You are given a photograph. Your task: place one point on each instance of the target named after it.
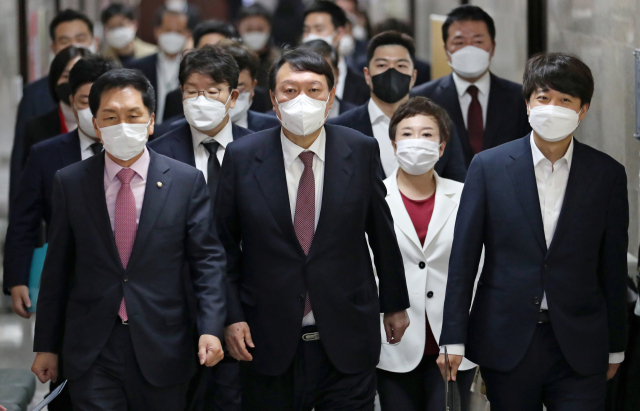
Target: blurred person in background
(120, 27)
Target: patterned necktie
(475, 124)
(125, 224)
(305, 216)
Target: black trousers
(114, 382)
(544, 377)
(421, 389)
(311, 382)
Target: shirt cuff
(616, 357)
(454, 349)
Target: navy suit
(583, 272)
(451, 164)
(506, 112)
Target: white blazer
(421, 282)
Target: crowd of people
(234, 225)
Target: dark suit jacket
(506, 115)
(83, 280)
(583, 272)
(36, 100)
(32, 203)
(451, 164)
(268, 273)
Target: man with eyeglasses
(209, 81)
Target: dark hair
(116, 9)
(243, 55)
(213, 26)
(468, 12)
(88, 70)
(338, 16)
(60, 62)
(65, 16)
(301, 59)
(120, 79)
(255, 10)
(417, 106)
(391, 38)
(562, 72)
(212, 61)
(324, 49)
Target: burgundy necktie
(475, 124)
(304, 220)
(125, 224)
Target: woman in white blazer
(424, 207)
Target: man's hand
(238, 337)
(395, 324)
(210, 350)
(454, 364)
(45, 366)
(21, 301)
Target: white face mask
(172, 42)
(204, 114)
(303, 115)
(242, 106)
(85, 122)
(417, 156)
(553, 123)
(120, 37)
(125, 141)
(470, 61)
(256, 40)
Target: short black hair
(417, 106)
(88, 70)
(324, 49)
(116, 9)
(338, 16)
(301, 59)
(65, 16)
(212, 61)
(468, 12)
(213, 26)
(391, 38)
(60, 62)
(255, 10)
(120, 79)
(243, 55)
(562, 72)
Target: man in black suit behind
(293, 209)
(486, 110)
(548, 322)
(112, 298)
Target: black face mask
(391, 86)
(63, 92)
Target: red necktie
(305, 217)
(475, 124)
(125, 224)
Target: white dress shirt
(294, 167)
(483, 84)
(224, 137)
(380, 125)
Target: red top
(420, 212)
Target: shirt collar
(141, 166)
(291, 150)
(538, 156)
(483, 84)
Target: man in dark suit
(69, 27)
(486, 110)
(390, 76)
(292, 208)
(112, 299)
(548, 322)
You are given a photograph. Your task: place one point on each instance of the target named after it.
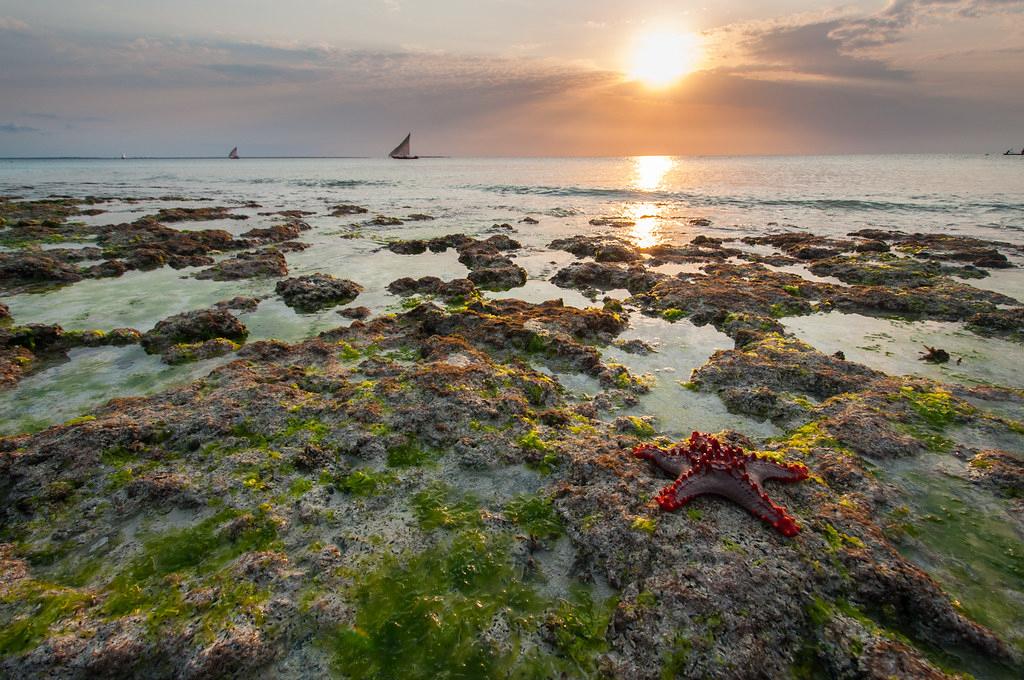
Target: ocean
(668, 200)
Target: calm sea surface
(972, 195)
(981, 195)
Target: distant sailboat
(402, 152)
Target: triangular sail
(401, 150)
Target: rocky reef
(459, 483)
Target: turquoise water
(971, 195)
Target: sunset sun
(659, 58)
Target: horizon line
(582, 157)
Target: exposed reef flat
(446, 489)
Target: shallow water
(740, 196)
(893, 346)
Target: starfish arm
(761, 469)
(744, 493)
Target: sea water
(663, 197)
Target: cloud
(11, 25)
(264, 73)
(812, 49)
(890, 25)
(790, 85)
(11, 128)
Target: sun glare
(650, 170)
(660, 58)
(646, 229)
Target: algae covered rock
(193, 327)
(263, 263)
(316, 291)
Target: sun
(662, 57)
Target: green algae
(537, 515)
(546, 458)
(646, 524)
(430, 614)
(969, 546)
(641, 427)
(151, 584)
(424, 615)
(579, 625)
(673, 314)
(46, 603)
(438, 506)
(360, 482)
(316, 429)
(143, 586)
(936, 407)
(410, 453)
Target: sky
(507, 77)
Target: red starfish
(705, 465)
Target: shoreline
(279, 513)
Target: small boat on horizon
(402, 151)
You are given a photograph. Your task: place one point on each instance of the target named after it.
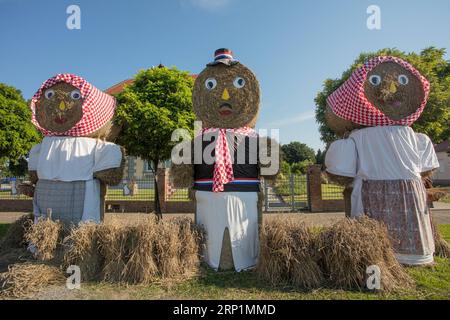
-.-.-
What the task asks »
Locate each line in the records that contains the string "reef", with case counting, and copy every such line.

Solution to this exercise »
Target: rocky reef
Target: exposed reef flat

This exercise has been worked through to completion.